Find each line in the rows below that contains the word "side", and copy those lines out.

=== STORED RECORDS ===

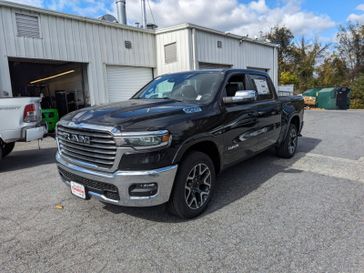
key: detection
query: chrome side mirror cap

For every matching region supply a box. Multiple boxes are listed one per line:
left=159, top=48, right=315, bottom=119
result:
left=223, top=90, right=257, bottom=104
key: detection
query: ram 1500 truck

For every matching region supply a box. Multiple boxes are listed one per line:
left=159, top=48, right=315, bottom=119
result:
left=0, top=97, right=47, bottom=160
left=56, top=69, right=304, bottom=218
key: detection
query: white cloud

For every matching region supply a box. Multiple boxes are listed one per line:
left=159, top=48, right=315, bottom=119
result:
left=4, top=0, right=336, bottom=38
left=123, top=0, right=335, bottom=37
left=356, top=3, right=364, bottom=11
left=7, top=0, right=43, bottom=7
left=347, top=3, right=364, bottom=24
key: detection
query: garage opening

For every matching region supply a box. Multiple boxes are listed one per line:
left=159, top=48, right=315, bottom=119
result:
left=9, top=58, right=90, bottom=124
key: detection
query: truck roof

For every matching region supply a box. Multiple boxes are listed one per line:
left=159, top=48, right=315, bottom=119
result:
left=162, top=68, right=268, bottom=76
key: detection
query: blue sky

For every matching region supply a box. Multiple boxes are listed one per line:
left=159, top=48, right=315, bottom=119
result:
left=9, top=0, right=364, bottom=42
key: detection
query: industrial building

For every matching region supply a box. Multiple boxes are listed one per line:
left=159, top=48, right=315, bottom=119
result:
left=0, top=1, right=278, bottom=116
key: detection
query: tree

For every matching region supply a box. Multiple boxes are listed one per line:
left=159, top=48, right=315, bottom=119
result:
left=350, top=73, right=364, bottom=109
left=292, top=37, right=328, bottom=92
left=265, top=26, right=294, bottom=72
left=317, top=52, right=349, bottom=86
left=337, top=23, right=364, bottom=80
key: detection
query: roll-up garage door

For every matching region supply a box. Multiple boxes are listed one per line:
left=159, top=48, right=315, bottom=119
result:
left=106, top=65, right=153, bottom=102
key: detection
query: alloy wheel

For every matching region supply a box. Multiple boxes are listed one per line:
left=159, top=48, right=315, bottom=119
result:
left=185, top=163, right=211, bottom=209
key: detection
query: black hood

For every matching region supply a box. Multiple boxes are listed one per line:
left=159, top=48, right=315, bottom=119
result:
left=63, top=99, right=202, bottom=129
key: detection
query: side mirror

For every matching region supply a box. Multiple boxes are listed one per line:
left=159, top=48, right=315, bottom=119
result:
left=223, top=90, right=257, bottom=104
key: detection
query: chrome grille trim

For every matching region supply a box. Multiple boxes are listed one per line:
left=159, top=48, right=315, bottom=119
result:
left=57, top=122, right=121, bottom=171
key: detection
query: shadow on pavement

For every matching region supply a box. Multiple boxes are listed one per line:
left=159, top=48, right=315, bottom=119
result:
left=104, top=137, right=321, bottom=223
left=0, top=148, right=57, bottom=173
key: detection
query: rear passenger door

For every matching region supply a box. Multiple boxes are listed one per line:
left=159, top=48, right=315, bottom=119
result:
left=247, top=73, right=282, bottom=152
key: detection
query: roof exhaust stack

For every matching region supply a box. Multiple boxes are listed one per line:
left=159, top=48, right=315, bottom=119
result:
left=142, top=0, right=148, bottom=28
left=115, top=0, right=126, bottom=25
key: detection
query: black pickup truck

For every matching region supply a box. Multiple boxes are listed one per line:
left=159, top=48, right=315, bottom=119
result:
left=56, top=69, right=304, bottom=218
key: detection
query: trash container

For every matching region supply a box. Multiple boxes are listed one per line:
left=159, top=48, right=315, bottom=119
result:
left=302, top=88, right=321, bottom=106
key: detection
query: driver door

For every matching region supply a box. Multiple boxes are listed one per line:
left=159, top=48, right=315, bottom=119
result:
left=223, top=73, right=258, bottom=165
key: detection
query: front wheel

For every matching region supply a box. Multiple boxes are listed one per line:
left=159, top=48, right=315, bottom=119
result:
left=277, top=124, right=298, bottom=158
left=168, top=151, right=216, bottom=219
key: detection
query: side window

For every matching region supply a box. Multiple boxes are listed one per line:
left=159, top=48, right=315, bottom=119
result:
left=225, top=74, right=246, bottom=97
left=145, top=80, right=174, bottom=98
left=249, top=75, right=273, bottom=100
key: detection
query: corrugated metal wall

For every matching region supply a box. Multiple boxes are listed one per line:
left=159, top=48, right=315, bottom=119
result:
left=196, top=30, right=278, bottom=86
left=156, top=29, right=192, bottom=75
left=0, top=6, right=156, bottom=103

===

*WRITTEN ANSWER*.
query: chrome side mirror cap
query: side mirror
query: side window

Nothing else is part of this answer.